Channelpedia

PubMed 24012930


Referenced in: none

Automatically associated channels: Kir2.3



Title: Dual effect of capsaicin on cell death in human osteosarcoma G292 cells.

Authors: Chi-Sheng Chien, Kuo-Hsing Ma, Herng-Sheng Lee, Pei-Shan Liu, Yui-Huei Li, Yu-Shiuan Huang, Sheau-huei Chueh

Journal, date & volume: Eur. J. Pharmacol., 2013 Oct 15 , 718, 350-60

PubMed link: http://www.ncbi.nlm.nih.gov/pubmed/24012930


Abstract
Thirty percent of osteosarcoma patients die within 5 years. New agents that induce apoptosis of osteosarcoma cells might be therapeutically useful. Here, we characterized the apoptotic mechanism induced by capsaicin in G292 osteosarcoma cells. Our results show that capsaicin induces an increase in the cytosolic Ca(2+) concentration which is independent of the extracellular Ca(2+) concentration and depletes intracellular Ca(2+) stores, suggesting the presence of endoplasmic reticulum transient receptor potential vanilloid receptor type 1. Capsaicin also activates the mitochondrial caspase 3-dependent death cascade. Rapamycin, an inhibitor of mammalian target of rapamycin, evokes autophagy, as do capsaicin or thapsigargin, a sarco(endo)plasmic reticulum Ca(2+) ATPase inhibitor that causes Ca(2+) store depletion. Capsaicin-induced cell death is completely inhibited by co-treatment with the pan-caspase inhibitor Z-VAD-fmk and increased by the autophagy inhibitor 3-methyladenine, suggesting the existence of an autophagy-dependent anti-apoptotic mechanism. Capsaicin also induces ERK phosphorylation, which acts as a downstream effector of autophagy. 3-Methyladenine or PD98059, an ERK kinase inhibitor, restores capsaicin-induced cell death in the presence of Z-VAD-fmk, suggesting that inhibition of autophagy activates a second cell death pathway that is caspase-independent. Taken together, our data show that capsaicin causes Ca(2+) depletion of intracellular Ca(2+) stores and simultaneously activates the mitochondrial caspase-dependent death cascade and autophagy-dependent ERK activation and that the latter counteracts a second death signaling pathway that is caspase-independent.

> _Recorded information_

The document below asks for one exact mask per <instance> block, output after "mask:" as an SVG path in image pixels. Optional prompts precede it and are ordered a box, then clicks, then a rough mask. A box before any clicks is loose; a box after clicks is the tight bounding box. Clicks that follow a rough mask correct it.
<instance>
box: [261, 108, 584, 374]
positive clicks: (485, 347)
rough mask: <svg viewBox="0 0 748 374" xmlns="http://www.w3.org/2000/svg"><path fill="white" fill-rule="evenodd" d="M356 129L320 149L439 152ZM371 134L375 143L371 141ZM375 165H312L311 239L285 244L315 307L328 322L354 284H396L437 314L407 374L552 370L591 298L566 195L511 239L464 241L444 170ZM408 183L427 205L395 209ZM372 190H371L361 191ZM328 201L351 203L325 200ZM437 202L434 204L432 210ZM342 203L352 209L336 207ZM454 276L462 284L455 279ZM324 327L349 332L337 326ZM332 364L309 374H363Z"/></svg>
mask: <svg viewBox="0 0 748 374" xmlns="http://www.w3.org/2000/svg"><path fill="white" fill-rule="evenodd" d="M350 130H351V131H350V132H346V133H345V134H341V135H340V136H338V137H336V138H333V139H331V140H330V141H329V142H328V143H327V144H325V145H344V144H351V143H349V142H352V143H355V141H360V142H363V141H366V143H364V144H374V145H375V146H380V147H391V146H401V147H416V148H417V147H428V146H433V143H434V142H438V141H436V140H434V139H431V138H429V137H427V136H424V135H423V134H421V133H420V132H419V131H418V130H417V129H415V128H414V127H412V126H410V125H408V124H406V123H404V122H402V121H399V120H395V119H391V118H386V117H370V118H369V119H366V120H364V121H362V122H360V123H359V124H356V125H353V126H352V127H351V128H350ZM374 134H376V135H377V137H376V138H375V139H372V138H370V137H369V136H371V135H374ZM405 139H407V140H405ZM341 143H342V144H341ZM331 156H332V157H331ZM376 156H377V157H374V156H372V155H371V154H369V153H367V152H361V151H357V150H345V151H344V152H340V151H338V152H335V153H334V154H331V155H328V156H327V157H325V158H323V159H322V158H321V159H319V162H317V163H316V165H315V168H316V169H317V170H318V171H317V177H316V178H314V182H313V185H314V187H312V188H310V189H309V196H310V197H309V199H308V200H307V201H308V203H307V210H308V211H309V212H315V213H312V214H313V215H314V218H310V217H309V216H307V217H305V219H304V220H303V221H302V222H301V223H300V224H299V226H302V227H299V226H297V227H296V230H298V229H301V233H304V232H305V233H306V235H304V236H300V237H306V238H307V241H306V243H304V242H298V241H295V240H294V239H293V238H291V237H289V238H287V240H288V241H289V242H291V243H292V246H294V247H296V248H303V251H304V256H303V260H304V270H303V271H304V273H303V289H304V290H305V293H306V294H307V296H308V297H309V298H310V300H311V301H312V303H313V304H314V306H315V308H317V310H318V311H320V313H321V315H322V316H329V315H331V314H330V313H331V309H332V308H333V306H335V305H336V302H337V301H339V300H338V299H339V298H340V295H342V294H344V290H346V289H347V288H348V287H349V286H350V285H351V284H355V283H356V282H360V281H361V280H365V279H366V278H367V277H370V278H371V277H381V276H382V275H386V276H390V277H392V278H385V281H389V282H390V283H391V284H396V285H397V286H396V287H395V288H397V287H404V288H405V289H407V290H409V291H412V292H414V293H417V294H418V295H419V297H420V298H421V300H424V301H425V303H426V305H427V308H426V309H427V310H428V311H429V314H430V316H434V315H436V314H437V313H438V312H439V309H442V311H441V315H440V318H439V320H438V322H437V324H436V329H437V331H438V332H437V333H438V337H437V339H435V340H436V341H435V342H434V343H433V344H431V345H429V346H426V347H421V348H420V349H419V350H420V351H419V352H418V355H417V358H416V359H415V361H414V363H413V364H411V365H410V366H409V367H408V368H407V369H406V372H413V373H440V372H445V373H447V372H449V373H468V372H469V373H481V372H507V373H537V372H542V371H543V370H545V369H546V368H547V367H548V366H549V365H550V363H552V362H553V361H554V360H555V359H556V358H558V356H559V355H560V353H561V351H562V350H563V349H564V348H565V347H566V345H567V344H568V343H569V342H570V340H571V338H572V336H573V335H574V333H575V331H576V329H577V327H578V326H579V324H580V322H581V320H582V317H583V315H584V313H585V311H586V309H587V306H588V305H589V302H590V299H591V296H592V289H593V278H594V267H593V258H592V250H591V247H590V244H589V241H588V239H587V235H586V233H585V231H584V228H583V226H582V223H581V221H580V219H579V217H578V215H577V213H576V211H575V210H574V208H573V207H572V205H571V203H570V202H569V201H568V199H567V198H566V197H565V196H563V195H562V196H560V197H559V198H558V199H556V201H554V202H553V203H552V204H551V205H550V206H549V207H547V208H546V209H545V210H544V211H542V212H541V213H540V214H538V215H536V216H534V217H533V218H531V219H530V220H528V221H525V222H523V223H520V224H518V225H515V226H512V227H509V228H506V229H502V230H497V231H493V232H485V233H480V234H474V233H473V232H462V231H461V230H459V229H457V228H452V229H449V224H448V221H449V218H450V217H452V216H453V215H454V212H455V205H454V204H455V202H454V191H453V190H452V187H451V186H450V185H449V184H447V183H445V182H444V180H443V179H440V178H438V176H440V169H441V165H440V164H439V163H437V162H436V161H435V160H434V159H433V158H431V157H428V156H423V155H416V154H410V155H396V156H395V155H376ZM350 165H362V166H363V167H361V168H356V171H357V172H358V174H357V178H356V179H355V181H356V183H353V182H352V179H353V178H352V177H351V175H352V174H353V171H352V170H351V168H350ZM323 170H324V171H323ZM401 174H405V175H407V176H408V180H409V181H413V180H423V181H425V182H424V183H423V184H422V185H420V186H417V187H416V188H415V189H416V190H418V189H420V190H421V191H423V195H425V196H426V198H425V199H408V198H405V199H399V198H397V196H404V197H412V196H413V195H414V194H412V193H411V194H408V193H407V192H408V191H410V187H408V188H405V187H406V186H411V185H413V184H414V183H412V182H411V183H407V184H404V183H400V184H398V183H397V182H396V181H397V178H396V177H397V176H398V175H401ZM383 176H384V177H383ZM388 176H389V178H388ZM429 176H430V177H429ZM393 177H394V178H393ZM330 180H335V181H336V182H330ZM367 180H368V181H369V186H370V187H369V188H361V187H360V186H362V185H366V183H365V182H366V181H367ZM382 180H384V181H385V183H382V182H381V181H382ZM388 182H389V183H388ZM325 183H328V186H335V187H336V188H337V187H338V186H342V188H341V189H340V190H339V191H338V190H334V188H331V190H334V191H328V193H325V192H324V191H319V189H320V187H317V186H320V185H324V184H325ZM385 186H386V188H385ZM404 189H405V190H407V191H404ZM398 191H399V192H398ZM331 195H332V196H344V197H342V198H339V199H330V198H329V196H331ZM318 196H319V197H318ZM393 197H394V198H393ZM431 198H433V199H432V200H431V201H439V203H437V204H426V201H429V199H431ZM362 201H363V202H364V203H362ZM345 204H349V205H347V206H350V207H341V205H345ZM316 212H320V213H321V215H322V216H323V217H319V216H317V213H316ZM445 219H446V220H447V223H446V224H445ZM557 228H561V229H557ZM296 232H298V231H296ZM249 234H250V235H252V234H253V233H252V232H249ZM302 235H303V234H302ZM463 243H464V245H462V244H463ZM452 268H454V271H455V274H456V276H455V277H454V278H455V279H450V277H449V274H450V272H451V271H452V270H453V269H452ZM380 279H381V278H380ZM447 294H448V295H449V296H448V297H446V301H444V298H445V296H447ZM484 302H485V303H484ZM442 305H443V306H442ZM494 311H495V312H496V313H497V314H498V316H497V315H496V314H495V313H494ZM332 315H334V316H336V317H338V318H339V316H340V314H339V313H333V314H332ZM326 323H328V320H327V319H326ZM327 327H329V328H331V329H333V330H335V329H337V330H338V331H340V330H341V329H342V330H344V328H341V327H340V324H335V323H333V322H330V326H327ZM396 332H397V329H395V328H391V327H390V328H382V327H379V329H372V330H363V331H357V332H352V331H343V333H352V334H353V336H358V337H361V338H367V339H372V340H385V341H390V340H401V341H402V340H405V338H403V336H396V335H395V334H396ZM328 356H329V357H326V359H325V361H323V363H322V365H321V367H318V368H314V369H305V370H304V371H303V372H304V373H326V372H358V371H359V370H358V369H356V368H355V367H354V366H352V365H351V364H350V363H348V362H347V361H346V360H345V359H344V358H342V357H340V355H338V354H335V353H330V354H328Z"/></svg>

> _Assignment 1_
In the Channelpedia entry, reproduce the part that opens with the words containing "Channelpedia" and closes with "osteosarcoma G292 cells.".
> _Assignment 2_
Answer these from the Channelpedia entry:
(a) Which channel is automatically associated with the paper?
(b) In which journal was the paper published?
(c) What share of osteosarcoma patients die within 5 years?

> _Result 1_
Channelpedia

PubMed 24012930


Referenced in: none

Automatically associated channels: Kir2.3



Title: Dual effect of capsaicin on cell death in human osteosarcoma G292 cells.

> _Result 2_
(a) Kir2.3
(b) Eur. J. Pharmacol.
(c) Thirty percent